** Set problem **
Present the listing as a two-column CSV with the headers instruction and answer. Each row gives one text and its answer, each in a single quoted field, with line breaks replaced by spaces.

Excerpts from location labeling data
----

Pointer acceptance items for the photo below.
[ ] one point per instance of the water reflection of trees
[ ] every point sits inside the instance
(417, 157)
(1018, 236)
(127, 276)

----

** Reply to the exercise **
instruction,answer
"Pointer acceptance items for the photo below. [ ] one point per instance of the water reflection of trees [ ] every point sits inside the instance","(417, 157) (1018, 236) (127, 276)"